* _TASK PROMPT_
Reproduce each of the entries below word for word.
* BEGIN GIVEN DATA *
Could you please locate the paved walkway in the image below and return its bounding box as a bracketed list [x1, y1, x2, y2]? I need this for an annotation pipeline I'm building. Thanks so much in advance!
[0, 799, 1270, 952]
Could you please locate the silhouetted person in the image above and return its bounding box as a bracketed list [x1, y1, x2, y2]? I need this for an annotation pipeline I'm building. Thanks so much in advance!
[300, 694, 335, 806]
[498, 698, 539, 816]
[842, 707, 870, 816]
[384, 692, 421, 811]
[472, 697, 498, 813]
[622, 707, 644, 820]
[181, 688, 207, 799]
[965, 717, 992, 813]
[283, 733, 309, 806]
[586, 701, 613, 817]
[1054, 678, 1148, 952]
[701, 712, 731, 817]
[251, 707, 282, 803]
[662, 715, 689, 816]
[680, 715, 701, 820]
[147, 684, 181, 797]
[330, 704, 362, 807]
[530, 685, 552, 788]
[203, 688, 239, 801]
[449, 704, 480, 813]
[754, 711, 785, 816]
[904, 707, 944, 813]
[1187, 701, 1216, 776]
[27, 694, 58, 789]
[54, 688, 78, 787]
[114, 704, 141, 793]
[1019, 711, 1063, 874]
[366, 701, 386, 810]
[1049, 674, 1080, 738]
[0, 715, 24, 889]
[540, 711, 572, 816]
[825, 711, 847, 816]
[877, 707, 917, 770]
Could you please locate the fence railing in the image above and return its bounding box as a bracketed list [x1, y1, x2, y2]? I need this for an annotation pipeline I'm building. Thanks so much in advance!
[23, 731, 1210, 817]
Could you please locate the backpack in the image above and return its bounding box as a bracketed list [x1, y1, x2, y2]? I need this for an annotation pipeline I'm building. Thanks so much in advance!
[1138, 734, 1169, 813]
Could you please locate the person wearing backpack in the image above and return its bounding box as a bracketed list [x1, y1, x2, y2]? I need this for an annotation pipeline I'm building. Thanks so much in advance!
* END GIVEN DATA *
* _RESULT OF THIS TASK_
Could you please locate the paved walkway in the image below and return its bounding box as a bracketed list [x1, y1, x2, y2]? I need this for an annotation pipeline I'm building. Thanks so much in advance!
[0, 799, 1270, 952]
Could you please locate the silhouetted person in the image above and return its bounding box as a bracketed list [x1, y1, x2, y2]? I need this for an annotation pipeline I'm building. Thanks so much in advance!
[300, 694, 335, 806]
[498, 698, 539, 816]
[842, 707, 870, 816]
[384, 692, 421, 811]
[472, 697, 498, 813]
[622, 707, 644, 820]
[181, 688, 207, 799]
[965, 717, 992, 813]
[283, 733, 309, 806]
[586, 701, 613, 817]
[1054, 678, 1148, 952]
[701, 712, 731, 817]
[251, 707, 282, 803]
[662, 715, 689, 816]
[680, 715, 701, 820]
[147, 684, 181, 797]
[330, 704, 362, 807]
[530, 685, 552, 788]
[203, 688, 239, 801]
[449, 704, 480, 813]
[754, 711, 785, 816]
[904, 707, 944, 813]
[1187, 701, 1216, 776]
[27, 694, 58, 789]
[54, 688, 78, 787]
[114, 704, 141, 793]
[1019, 711, 1063, 874]
[366, 701, 386, 810]
[1049, 674, 1080, 738]
[0, 715, 24, 889]
[540, 711, 572, 816]
[825, 711, 847, 816]
[877, 707, 917, 770]
Could you please locate the fence railing in the image above and return its bounding box as a bracketed list [x1, y1, x2, y2]? I need this for an annotation pipeline I'm building. Thanks so much in advance!
[23, 731, 1210, 817]
Could you please locate the backpack in the image above and return its bounding box as a bracketed list [x1, y1, x2, y2]? I need this for an annotation pipeline I'm building. Thanks so much in advance!
[1138, 734, 1169, 813]
Could you please locate the person wearing backpack in the image above and return its bounding box as a bracketed list [x1, y1, x2, y2]? I need this for an annotation pipeline I'm building. Thanks so much in advance!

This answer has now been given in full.